START Data provided

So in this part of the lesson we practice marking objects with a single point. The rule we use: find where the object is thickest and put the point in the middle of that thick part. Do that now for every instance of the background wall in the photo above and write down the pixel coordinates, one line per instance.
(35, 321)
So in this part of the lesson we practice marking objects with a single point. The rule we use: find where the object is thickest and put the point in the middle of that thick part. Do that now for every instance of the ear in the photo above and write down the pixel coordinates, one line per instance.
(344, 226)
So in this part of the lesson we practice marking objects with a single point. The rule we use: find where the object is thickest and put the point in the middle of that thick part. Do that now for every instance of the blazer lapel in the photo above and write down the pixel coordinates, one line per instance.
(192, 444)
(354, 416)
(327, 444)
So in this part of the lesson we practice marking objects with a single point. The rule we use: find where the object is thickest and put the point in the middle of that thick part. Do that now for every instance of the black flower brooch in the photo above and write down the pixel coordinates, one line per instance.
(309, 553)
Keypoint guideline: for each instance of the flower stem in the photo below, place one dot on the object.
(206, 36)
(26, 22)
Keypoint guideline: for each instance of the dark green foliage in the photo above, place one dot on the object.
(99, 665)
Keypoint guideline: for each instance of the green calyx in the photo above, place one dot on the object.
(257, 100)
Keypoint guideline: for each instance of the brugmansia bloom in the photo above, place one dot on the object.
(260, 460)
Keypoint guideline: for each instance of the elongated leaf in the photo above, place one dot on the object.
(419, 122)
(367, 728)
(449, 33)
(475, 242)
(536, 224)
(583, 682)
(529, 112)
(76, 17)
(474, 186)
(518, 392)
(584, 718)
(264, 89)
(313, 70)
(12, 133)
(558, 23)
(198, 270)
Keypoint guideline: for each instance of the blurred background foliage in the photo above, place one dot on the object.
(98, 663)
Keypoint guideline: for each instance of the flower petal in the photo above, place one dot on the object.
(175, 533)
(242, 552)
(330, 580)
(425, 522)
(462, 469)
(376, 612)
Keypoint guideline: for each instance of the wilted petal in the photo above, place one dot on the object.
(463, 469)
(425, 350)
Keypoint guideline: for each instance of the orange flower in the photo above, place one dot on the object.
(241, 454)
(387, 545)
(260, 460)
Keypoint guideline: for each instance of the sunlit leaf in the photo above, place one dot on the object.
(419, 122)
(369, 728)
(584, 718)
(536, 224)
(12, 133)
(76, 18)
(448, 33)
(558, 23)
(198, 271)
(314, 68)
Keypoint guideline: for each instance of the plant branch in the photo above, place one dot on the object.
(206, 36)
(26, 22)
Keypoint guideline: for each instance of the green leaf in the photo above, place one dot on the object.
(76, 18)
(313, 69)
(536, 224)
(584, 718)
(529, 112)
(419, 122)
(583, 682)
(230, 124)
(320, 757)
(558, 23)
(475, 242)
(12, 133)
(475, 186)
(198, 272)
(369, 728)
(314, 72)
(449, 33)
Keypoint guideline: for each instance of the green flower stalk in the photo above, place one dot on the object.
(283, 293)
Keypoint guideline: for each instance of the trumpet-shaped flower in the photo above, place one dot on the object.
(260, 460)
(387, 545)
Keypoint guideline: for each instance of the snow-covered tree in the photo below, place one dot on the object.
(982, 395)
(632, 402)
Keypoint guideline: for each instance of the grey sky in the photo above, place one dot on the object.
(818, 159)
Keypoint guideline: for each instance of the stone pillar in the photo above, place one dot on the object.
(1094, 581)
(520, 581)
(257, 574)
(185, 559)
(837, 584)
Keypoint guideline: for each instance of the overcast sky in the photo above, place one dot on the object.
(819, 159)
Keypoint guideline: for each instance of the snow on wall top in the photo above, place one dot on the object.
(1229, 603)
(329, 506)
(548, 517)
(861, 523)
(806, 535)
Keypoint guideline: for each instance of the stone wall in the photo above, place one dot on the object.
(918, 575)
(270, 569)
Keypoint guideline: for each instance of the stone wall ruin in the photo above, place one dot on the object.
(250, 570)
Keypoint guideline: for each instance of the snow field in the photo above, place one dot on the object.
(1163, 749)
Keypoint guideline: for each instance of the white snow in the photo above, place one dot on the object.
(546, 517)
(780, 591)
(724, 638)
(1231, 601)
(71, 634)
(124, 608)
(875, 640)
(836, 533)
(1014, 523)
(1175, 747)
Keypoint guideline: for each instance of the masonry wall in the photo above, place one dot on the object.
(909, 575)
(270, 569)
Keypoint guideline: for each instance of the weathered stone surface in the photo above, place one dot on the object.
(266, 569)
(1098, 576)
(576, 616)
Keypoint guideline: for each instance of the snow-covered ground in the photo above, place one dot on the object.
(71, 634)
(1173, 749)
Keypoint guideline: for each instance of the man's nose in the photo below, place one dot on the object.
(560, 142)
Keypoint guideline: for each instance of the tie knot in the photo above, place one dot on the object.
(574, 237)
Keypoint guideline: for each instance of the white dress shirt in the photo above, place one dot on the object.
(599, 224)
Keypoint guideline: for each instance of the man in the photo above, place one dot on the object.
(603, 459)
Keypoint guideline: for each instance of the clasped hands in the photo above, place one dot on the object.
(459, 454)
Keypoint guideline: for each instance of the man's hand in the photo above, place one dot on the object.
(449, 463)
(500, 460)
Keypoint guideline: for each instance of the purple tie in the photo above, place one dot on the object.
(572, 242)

END Data provided

* **Work item**
Copy out the whole listing above, leaving each line exactly as it stands.

* **Response**
So in this part of the lesson we practice marking objects with a single point. The rule we use: find where the object is thickest and put the point in the middle of that thick part. Do that now for every instance of the background wall in the photo above and write down the pixel coordinates, one line per instance.
(35, 321)
So in this part of the lesson we practice marking objects with a single point. The rule we use: find where the object is thickest and put the point in the middle of that thick part. Do that now for every instance of the ear in the photo above and write down the pixel coordinates, one line per instance.
(344, 226)
So in this part of the lesson we practice marking objects with a single point. The rule we use: find where the object is thickest and put the point in the middle of that thick part. Do that now for every instance of the blazer lapel in the photo above and write down the pixel coordinates, one line per instance.
(192, 444)
(354, 416)
(327, 444)
So in this part of the lesson we practice marking objects with a single point. The rule we use: find where the object is thickest and put the point in the middle of that thick part. Do that now for every instance of the black flower brooch in the photo above and write down the pixel coordinates, one line per instance.
(309, 553)
Keypoint guideline: for each instance of the flower stem in the photo below, place one dot on the object.
(206, 36)
(26, 22)
Keypoint guideline: for each instance of the dark green foliage in the photo above, place one dot on the object.
(99, 665)
Keypoint guideline: for each instance of the green calyx in the photo above, place one dot on the object.
(257, 100)
Keypoint guideline: for each instance of the brugmansia bloom in the photo above, place one dot on the object.
(260, 460)
Keypoint guideline: for each instance of the elongated leaf in the photo above, place one dot on the object.
(419, 122)
(367, 728)
(449, 33)
(475, 242)
(536, 224)
(583, 682)
(529, 112)
(76, 17)
(474, 186)
(518, 392)
(584, 718)
(264, 89)
(313, 70)
(12, 133)
(558, 23)
(198, 270)
Keypoint guideline: for each instance of the blurred background foliage in the photo above, place one dot on the object.
(98, 663)
Keypoint guideline: for each instance of the flower petal in the photo above, place one dot on the object.
(175, 533)
(242, 552)
(330, 580)
(425, 522)
(462, 469)
(376, 612)
Keypoint guideline: for each instance of the wilted petal in the photo above, place one dot on the object.
(463, 469)
(425, 350)
Keypoint guideline: for each instance of the orange flower in the photo above, place one dot on the object.
(241, 454)
(387, 545)
(260, 460)
Keypoint guideline: for each instance of the sunlit leaf in the photo above, place one dot on the object.
(419, 122)
(369, 728)
(584, 718)
(536, 224)
(12, 133)
(76, 18)
(448, 33)
(558, 23)
(198, 271)
(314, 68)
Keypoint guideline: for each instance of the plant branch in the photo above, place one dot on the object.
(206, 36)
(26, 22)
Keypoint guideline: for each instance of the green leaf in the photo above, place one dot on the object.
(76, 18)
(313, 69)
(536, 224)
(584, 718)
(529, 112)
(419, 122)
(583, 682)
(230, 124)
(320, 757)
(558, 23)
(475, 242)
(12, 133)
(475, 186)
(198, 272)
(369, 728)
(314, 72)
(449, 33)
Keypoint guideline: for each instance of the green flower stalk in the photo above, place one dot on the object.
(283, 293)
Keypoint guideline: for each instance of the trumpet-shaped flower in the photo above, place one dot on the object.
(260, 460)
(387, 545)
Keypoint guideline: for each instance of the snow-covered tree in the photo below, place one dot on the object.
(982, 395)
(632, 402)
Keypoint guideline: for each instance of the grey sky in the photo above, place one dot on the object.
(818, 159)
Keypoint guideline: for each instance of the stone pillar in the photo above, place one dot on the object.
(1094, 581)
(520, 581)
(257, 574)
(185, 559)
(837, 584)
Keypoint guideline: for each instance of the overcast sky in the photo above, place one dot on the object.
(819, 159)
Keypoint guideline: for each instance of the snow on wall top in the photo above, place one dot on the object.
(1229, 603)
(329, 506)
(548, 517)
(861, 523)
(806, 535)
Keypoint guideline: for each instance of the stone wall in the photo above, place one dot on the object.
(918, 575)
(270, 569)
Keypoint guideline: for each instance of the stone wall ruin in the photo above, place one dot on the object.
(250, 570)
Keypoint guideline: for each instance of the snow field in the photo above, place one dot on the object.
(1163, 749)
Keypoint guideline: for each instance of the white snow in the photo above, place one dot on the object.
(546, 517)
(780, 591)
(724, 638)
(1231, 601)
(71, 634)
(124, 608)
(875, 640)
(836, 533)
(1014, 523)
(1175, 747)
Keypoint guideline: for each instance of the masonry wall in the photo above, place one dot on the object.
(909, 575)
(270, 569)
Keypoint guideline: for each instance of the weathered stone surface in the photo above, place one dot on the object.
(266, 569)
(1098, 576)
(576, 616)
Keypoint guideline: for each instance of the snow-covered ground in the photo above, place one dot on the object.
(71, 634)
(1173, 749)
Keypoint guideline: for each instance of the man's nose in the photo below, place one dot on the object.
(560, 142)
Keypoint guideline: for each instance of the tie knot in the photo above, place one dot on the object.
(574, 237)
Keypoint guideline: for each instance of the white dress shirt in the photo above, place one dot on the object.
(599, 224)
Keypoint guideline: for each instance of the man in the photo above, place one dot on the object.
(603, 459)
Keypoint guideline: for each instance of the clasped hands in the photo above, place one dot on the object.
(459, 454)
Keypoint guideline: for each instance of the man's hand in the photo above, place one dot on the object.
(449, 463)
(500, 460)
Keypoint guideline: for each instance of the purple tie in the photo above, place one dot on the object.
(572, 242)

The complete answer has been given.